RECORDS TO PROCESS:
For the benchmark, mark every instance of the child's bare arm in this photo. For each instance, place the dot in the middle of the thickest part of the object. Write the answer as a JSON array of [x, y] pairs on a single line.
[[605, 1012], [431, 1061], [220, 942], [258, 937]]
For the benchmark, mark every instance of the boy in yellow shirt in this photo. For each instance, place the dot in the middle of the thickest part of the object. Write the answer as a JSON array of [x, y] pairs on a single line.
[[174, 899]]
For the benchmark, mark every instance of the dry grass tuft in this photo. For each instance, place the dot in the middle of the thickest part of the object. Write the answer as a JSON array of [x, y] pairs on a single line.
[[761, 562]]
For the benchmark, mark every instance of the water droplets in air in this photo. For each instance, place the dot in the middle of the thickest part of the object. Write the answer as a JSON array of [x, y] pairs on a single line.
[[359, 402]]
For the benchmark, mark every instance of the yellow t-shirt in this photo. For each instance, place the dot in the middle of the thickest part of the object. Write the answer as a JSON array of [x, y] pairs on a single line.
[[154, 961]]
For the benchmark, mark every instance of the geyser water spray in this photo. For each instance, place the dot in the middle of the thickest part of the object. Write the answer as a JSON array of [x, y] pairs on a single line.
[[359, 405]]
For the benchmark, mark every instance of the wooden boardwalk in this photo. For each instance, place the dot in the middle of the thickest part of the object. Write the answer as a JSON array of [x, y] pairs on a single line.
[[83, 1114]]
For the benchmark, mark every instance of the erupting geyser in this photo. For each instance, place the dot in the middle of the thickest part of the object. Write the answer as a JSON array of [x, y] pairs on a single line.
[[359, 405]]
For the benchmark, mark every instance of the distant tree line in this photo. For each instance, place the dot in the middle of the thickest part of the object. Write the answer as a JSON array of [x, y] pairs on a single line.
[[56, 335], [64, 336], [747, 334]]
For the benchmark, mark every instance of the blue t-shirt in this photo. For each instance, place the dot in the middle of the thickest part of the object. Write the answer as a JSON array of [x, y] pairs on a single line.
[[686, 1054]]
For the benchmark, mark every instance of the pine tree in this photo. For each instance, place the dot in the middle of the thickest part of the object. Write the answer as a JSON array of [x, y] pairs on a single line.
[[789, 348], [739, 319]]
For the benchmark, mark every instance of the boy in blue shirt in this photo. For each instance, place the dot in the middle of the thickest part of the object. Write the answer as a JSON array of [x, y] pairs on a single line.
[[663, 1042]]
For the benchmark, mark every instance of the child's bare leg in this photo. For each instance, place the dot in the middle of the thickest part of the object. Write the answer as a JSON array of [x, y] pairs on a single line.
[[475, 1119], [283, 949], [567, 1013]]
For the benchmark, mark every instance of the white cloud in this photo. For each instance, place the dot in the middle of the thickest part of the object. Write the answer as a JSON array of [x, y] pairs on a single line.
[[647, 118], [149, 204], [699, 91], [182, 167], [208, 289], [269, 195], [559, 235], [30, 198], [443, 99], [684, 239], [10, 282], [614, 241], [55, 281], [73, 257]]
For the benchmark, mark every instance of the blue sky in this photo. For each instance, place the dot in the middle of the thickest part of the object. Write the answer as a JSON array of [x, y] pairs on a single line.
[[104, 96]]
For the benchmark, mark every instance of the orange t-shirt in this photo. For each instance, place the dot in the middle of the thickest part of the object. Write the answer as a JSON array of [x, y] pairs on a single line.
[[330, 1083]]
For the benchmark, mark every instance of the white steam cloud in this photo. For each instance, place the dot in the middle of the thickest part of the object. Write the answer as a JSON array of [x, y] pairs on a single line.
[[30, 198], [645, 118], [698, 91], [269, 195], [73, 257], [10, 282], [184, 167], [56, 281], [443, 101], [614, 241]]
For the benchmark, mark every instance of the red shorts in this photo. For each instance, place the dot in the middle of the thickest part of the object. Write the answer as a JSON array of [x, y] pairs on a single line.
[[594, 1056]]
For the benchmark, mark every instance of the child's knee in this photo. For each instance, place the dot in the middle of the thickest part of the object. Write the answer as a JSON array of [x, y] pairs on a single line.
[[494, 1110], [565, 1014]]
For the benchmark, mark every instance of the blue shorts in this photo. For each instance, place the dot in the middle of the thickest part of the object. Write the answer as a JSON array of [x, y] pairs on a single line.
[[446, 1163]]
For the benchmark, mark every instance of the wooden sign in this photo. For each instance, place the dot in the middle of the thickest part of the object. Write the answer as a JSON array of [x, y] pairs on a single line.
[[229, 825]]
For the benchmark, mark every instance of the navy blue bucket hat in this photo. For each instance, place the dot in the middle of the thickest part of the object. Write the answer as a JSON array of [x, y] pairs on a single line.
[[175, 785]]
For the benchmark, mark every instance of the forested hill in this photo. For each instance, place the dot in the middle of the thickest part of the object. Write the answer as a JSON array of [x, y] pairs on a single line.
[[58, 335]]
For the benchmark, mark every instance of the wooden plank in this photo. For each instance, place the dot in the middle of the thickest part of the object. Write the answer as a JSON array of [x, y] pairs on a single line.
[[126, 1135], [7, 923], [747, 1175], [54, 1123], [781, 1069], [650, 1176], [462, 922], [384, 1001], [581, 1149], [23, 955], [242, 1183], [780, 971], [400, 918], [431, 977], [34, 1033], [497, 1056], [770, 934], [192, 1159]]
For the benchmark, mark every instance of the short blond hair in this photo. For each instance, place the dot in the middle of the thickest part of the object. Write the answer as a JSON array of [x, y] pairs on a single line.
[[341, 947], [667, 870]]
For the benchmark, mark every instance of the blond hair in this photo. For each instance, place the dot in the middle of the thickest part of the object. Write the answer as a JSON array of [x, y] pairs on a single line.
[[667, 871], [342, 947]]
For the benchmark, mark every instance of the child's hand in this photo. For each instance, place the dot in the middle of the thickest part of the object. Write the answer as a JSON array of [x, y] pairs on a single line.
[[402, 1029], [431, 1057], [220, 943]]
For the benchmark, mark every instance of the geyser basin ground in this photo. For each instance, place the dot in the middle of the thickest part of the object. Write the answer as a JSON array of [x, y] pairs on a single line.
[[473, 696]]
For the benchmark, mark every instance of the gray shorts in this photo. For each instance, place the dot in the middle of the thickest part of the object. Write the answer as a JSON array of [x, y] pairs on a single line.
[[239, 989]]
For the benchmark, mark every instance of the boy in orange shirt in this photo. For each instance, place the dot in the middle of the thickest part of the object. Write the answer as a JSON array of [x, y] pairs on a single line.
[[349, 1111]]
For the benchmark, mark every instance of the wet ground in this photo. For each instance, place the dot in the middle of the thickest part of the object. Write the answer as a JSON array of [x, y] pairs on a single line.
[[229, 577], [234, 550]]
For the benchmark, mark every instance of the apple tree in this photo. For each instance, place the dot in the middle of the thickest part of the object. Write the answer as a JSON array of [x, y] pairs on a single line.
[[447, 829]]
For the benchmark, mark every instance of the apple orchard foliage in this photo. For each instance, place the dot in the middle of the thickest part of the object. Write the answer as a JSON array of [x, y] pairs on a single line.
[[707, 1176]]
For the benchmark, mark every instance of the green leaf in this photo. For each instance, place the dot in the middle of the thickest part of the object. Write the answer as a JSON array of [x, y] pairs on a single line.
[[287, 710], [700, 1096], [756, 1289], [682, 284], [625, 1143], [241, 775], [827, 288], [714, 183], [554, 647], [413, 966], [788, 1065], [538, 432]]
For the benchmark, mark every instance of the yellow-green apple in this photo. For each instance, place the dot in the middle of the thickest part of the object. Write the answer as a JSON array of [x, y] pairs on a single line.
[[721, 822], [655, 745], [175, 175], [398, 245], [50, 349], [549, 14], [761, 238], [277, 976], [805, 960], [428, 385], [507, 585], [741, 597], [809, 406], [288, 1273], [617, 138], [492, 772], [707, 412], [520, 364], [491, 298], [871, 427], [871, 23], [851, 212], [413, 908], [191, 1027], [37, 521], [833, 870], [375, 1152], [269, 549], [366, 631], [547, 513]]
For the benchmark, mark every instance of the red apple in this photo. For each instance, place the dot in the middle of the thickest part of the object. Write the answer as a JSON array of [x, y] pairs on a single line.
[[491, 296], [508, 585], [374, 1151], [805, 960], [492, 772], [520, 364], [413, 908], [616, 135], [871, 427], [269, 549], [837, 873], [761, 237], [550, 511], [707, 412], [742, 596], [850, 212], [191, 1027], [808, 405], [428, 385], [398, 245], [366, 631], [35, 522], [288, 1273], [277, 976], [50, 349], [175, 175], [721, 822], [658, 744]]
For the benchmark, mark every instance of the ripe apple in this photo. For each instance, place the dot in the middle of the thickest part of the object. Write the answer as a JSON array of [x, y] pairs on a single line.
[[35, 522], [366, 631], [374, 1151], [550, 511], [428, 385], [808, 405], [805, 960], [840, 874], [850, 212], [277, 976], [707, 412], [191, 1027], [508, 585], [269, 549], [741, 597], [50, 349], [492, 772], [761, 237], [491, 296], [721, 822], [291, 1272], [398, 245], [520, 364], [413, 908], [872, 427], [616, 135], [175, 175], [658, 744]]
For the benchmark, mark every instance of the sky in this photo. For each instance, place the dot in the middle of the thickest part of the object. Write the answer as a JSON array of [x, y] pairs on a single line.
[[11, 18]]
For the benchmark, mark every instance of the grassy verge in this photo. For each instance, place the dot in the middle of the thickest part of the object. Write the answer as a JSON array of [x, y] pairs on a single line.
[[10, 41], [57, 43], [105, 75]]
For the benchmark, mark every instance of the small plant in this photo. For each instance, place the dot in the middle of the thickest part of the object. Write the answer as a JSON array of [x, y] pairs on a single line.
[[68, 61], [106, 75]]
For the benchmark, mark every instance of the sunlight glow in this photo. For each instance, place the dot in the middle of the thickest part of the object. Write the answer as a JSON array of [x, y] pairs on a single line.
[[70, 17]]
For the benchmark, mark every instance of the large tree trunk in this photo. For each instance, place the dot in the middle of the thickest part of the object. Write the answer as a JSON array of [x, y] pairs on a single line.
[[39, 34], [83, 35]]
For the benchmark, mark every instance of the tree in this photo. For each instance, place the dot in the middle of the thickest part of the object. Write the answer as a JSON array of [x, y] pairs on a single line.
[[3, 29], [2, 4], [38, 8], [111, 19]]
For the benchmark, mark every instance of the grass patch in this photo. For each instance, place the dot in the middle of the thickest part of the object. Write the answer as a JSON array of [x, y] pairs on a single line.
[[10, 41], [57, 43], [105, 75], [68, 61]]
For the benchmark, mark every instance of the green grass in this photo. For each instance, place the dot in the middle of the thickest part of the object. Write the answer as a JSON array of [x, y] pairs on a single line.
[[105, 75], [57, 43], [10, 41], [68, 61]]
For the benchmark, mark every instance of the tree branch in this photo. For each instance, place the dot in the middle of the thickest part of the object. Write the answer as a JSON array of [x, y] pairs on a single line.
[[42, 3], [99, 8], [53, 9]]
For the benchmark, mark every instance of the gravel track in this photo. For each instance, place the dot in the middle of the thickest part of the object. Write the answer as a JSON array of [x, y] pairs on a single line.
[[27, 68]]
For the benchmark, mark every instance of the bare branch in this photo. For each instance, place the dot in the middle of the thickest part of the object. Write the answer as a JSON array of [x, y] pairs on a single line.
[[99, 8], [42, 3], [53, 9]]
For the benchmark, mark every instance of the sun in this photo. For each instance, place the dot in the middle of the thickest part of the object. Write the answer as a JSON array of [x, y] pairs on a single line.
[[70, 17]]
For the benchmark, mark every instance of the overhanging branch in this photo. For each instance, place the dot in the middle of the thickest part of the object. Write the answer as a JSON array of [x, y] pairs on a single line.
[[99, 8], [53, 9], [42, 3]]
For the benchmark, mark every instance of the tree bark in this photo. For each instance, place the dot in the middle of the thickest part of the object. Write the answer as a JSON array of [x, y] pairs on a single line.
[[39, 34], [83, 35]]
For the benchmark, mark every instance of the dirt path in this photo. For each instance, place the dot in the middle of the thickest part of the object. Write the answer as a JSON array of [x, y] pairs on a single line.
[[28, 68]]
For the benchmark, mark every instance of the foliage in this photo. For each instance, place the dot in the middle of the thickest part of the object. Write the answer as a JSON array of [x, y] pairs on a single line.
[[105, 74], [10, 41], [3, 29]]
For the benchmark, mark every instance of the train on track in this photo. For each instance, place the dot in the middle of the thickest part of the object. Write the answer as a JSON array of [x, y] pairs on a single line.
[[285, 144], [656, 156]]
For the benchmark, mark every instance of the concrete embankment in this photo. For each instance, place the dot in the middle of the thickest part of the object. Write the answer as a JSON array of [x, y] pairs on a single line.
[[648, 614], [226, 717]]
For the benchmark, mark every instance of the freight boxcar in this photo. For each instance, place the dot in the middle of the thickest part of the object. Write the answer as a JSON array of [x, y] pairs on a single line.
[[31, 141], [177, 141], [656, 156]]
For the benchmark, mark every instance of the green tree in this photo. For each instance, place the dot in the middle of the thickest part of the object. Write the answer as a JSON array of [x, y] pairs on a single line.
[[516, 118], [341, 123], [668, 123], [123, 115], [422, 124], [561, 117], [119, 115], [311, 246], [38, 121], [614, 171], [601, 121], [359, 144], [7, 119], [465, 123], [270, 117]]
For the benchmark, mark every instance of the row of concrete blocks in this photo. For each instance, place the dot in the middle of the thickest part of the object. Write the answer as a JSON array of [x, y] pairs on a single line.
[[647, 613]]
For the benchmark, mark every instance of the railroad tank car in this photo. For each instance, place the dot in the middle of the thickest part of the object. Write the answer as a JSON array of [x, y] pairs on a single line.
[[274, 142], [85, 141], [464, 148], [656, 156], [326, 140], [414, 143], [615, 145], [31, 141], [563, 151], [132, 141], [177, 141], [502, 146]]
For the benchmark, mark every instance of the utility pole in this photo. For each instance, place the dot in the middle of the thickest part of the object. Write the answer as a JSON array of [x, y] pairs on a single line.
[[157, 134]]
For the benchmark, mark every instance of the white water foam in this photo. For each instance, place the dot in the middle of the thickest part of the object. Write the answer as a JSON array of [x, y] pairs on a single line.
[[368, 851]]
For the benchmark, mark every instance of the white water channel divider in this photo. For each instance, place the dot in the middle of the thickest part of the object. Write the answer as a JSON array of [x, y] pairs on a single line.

GOAL:
Convert the records from the line containing "For the benchmark, mark every instance of the child's hand" through the line containing "[[473, 696]]", both included, into a two-column CSV with the headers label_prompt and points, one row per record. Put each value in its own quoted field and replace any line breaks with spaces.

FINISHED EXERCISE:
label_prompt,points
"For the benchmark, mark every instance of the child's hand in this photo. For each instance, place the dot in the middle of the thickest part of the object. Write the answer as a JSON array of [x, y] pairs on a single line.","[[402, 1029], [431, 1057], [220, 943]]"
"For the benchmark, mark every instance of the geyser basin ground in this photo. For each instance, place the dot in the middle of the thickest part of the object. Write the answer as a JSON array of [x, y] pairs on a single line.","[[473, 696]]"